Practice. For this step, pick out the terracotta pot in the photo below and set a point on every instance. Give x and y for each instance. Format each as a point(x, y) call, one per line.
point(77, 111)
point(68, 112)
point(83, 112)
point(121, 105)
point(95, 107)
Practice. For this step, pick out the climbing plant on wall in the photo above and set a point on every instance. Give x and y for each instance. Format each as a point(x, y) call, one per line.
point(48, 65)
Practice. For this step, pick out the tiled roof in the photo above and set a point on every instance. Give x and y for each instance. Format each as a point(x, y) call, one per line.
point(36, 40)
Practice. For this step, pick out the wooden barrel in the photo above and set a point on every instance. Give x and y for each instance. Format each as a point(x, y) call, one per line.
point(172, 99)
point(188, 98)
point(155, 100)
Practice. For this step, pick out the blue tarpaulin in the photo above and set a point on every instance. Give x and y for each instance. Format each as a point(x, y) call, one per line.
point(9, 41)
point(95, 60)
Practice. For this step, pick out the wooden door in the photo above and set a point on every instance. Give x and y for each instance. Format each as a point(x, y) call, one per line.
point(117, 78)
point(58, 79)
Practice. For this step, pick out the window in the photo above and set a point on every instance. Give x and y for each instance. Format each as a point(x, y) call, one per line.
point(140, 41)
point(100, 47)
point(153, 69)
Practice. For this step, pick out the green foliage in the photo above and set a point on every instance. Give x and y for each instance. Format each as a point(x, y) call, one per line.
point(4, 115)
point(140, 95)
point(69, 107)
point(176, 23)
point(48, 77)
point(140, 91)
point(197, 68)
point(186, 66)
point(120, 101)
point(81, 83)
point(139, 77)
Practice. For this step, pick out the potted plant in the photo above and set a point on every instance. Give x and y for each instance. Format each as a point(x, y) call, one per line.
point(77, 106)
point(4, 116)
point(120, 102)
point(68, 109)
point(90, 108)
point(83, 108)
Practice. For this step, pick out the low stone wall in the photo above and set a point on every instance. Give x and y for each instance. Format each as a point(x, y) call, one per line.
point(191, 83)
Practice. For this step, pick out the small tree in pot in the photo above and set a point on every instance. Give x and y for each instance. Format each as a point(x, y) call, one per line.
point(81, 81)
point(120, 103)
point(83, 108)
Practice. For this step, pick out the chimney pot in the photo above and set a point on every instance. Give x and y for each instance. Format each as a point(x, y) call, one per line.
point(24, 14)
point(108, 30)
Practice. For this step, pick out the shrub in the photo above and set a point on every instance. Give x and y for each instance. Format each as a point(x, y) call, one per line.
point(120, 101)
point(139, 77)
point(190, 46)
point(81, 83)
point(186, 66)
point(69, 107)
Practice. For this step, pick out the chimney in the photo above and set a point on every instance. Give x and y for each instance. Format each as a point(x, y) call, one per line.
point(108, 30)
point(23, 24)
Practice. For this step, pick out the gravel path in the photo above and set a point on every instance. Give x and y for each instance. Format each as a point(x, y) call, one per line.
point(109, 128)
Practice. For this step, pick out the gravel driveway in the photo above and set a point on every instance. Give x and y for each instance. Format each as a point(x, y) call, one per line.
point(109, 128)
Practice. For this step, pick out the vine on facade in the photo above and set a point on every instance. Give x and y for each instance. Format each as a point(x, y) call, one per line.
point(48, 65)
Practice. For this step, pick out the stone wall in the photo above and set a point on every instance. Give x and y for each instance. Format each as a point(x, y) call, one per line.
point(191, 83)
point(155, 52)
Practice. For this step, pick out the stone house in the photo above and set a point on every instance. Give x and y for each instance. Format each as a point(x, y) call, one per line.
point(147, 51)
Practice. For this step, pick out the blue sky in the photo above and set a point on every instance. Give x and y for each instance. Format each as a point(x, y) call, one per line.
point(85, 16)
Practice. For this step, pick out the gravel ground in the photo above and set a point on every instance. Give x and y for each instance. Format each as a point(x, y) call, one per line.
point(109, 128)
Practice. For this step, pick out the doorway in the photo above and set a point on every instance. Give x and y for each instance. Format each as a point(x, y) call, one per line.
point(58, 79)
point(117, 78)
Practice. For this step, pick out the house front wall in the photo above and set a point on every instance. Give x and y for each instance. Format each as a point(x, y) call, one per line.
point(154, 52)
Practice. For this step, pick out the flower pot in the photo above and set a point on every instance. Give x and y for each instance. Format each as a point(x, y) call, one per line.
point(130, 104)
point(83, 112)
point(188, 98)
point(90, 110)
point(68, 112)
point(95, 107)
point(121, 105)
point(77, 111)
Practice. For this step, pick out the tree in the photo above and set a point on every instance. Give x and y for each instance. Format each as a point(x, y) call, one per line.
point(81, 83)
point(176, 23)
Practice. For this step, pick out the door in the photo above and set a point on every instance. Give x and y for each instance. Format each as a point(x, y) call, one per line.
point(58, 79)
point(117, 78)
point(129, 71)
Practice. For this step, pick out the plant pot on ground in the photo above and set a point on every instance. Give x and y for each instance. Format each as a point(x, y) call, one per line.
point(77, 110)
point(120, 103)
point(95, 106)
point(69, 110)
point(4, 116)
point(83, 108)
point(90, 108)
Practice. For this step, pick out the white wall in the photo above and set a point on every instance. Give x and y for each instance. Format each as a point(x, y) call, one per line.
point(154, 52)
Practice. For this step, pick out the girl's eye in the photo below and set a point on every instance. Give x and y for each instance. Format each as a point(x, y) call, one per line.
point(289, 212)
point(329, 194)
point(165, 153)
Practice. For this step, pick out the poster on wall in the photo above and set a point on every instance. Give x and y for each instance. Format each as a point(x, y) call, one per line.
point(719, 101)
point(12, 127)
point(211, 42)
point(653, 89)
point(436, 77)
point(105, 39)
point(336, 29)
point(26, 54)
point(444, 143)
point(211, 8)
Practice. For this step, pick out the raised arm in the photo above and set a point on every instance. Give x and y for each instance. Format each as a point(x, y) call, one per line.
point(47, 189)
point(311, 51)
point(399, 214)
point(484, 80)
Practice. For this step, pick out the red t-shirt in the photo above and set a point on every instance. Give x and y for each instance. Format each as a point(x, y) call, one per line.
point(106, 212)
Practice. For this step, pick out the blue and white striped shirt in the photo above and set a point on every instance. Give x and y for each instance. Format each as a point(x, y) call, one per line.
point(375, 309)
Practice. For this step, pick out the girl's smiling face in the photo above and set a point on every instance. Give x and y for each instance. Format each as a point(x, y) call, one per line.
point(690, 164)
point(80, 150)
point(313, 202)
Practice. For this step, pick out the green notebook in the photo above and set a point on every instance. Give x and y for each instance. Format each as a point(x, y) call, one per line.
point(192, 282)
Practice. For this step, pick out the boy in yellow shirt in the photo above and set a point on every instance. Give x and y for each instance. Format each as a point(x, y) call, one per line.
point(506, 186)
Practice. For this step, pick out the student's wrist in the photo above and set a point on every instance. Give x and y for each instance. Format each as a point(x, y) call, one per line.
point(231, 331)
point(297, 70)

◆ ◆ ◆ ◆ ◆ ◆ ◆

_What is asked_. Without omitting anything, output the entries exactly.

_Full output_.
Practice. For this step, pick out the terracotta pot in the photo below and set a point on every instance. Give x and y for each instance. Format each as a point(x, y) call, one per line.
point(77, 111)
point(68, 112)
point(83, 112)
point(121, 105)
point(95, 107)
Practice. For this step, pick out the climbing plant on wall in the photo above and set a point on every instance. Give x and y for each instance. Format each as a point(x, y) call, one per line.
point(48, 65)
Practice. For this step, pick out the tiled roof in the photo above and set a point on every instance. Give x and y for each instance. Format each as a point(x, y) call, one per line.
point(36, 40)
Practice. For this step, pick out the wooden barrel in the photo above and set a point on every instance. Give x and y for each instance. Format each as a point(x, y) call, one per line.
point(172, 99)
point(188, 98)
point(155, 100)
Practice. For this step, pick out the blue tarpaulin in the photo above and set a point on every instance. Give x and y for each instance. Format each as a point(x, y) call, one per line.
point(9, 41)
point(95, 60)
Practice. For this step, pick out the wooden door in the photo above and set a point on every instance. Give x and y for each instance. Format each as a point(x, y) call, one per line.
point(117, 78)
point(58, 79)
Practice. For this step, pick out the window in the photo above and set a point on every instance. Give x and y for each instance. Format each as a point(x, y) call, one per line.
point(140, 41)
point(100, 47)
point(153, 69)
Practice. For this step, pick out the green foliage in the photo above and set a point on every instance. Give x and y for each instance. Format each as a point(x, y) call, one per line.
point(4, 115)
point(140, 95)
point(69, 107)
point(176, 23)
point(48, 77)
point(140, 91)
point(197, 68)
point(186, 66)
point(120, 101)
point(81, 83)
point(139, 77)
Practice. For this step, pick out the potted plant in the photo above and set a point on every instance. Give x and y for each instance. Format each as a point(x, y) call, one per line.
point(77, 106)
point(4, 116)
point(120, 102)
point(68, 109)
point(90, 108)
point(83, 108)
Practice. For this step, pick out the low stone wall in the photo above and set a point on every instance. Give x and y for each instance. Format each as a point(x, y) call, one per line.
point(191, 83)
Practice. For this step, pick out the small tree in pot in the photo above and set a point on every instance. Give x and y for each instance. Format each as a point(x, y) call, one per line.
point(81, 81)
point(120, 103)
point(83, 108)
Practice. For this step, pick out the chimney pot in the photo above and set a point on every instance. Give x and y for each instance. Format each as a point(x, y) call, one per line.
point(24, 14)
point(108, 30)
Practice. For this step, pick out the shrub in the photo above and set a point on every instance. Give x and y for each instance. Format each as a point(x, y) call, one per line.
point(120, 101)
point(139, 77)
point(190, 46)
point(81, 83)
point(186, 66)
point(69, 107)
Practice. For this step, pick out the chimney in the photo above and set a point on every instance. Give x and y for each instance. Format each as a point(x, y) call, one per line.
point(108, 30)
point(23, 24)
Practice. For this step, pick out the gravel path in the photo above and set a point on every instance. Give x and y for each instance. Format each as a point(x, y) call, one per line.
point(109, 128)
Practice. For this step, pick out the gravel driveway in the photo above and set a point on every instance. Give x and y for each instance. Format each as a point(x, y) call, one per line.
point(109, 128)
Practice. For this step, pick out the vine on facade in the photo above and set a point on every instance. Give x and y for each instance. Format each as a point(x, y) call, one per line.
point(48, 65)
Practice. For this step, pick out the stone wall in the photo above and set a point on every instance. Give x and y for each instance. Format each as a point(x, y) call, one per line.
point(191, 83)
point(155, 52)
Practice. For this step, pick out the stone house in the photo above and set a point on every instance. Give x and y for each instance. Format each as a point(x, y) call, one per line.
point(147, 51)
Practice. For this step, pick out the blue sky in the photo above and set a point on every instance. Give x and y for each instance. Format each as a point(x, y) call, one per line.
point(85, 16)
Practice. For this step, pick out the gravel ground in the photo above and set a point on every instance. Give x and y for each instance. Format each as a point(x, y) call, one per line.
point(109, 128)
Practice. For this step, pick out the doorway in the photo above and set a point on every instance. Give x and y for each instance. Format each as a point(x, y) call, one per line.
point(58, 79)
point(117, 78)
Practice. For this step, pick out the house front wall in the photo above and set a point on every instance. Give x and y for each instance. Format each as a point(x, y) call, one per line.
point(154, 52)
Practice. For this step, pick out the flower pot in the photo above and set a point on every instance. Give x and y for each instance. Format each as a point(x, y) call, one per line.
point(130, 104)
point(83, 112)
point(188, 98)
point(90, 110)
point(68, 112)
point(95, 107)
point(121, 105)
point(77, 111)
Practice. For this step, pick out the tree in the photo above and set a point on every instance. Give x and y for each instance. Format each as a point(x, y) call, one per line.
point(81, 83)
point(176, 23)
Practice. For this step, pick out the door in the photo above and set a point on every instance. Give x and y for each instance. Format each as a point(x, y) call, one per line.
point(58, 79)
point(117, 78)
point(129, 71)
Practice. For this step, pick out the plant pot on ground in the photo above and set a point on every instance. Give x and y for each instance. Format each as a point(x, y) call, one per line.
point(77, 110)
point(120, 103)
point(95, 106)
point(69, 110)
point(4, 116)
point(83, 108)
point(90, 108)
Practice. For this step, pick out the white wall in the photo above and set a point on every instance. Give x and y for each instance. Format each as a point(x, y) call, one per line.
point(154, 52)
Practice. For this step, pick out the girl's eye in the photo below and set a point on every instance. Give x and y for each instance. Format each as a point(x, y) call, one per line.
point(289, 212)
point(329, 194)
point(165, 153)
Practice. For this step, pick out the poster on wall in the photo above and set a point on every instance. Give x and y for each instance. Format each as a point(x, y) call, one per line.
point(719, 101)
point(12, 127)
point(211, 42)
point(653, 89)
point(436, 77)
point(105, 39)
point(336, 29)
point(26, 54)
point(444, 143)
point(211, 8)
Practice. For this step, pick out the raised arm in the photo above and set a point on every instance. Give x and y for each instance. Format each as a point(x, y) call, one per line.
point(47, 189)
point(311, 51)
point(399, 214)
point(484, 80)
Practice. For this step, pick out the red t-shirt in the photo above and set a point on every instance. Give x and y for each instance. Format each as a point(x, y) call, one per line.
point(106, 212)
Practice. For this step, pick out the blue and white striped shirt in the photo above and set a point on every instance. Give x and y for each instance. Format each as a point(x, y) call, one per line.
point(375, 309)
Practice. For this step, pick out the girl's smiling face in the photo above and set a point on every instance. Give x and y for each instance. Format each as a point(x, y) call, one per line.
point(690, 164)
point(80, 150)
point(313, 202)
Practice. For this step, pick out the green notebook in the photo above and set a point on every instance. Give x and y for each instance. Format each as a point(x, y) call, one per line.
point(192, 282)
Practice. For this step, pick out the boy in yellow shirt in the photo above and set a point on every instance. Give x and y for each instance. Format each as a point(x, y) call, one per line.
point(506, 186)
Practice. For this step, pick out the student's wrist in the photo above and set a point on every instance. Give x and y for each instance. Format each as a point(x, y) call, one per line.
point(231, 331)
point(297, 70)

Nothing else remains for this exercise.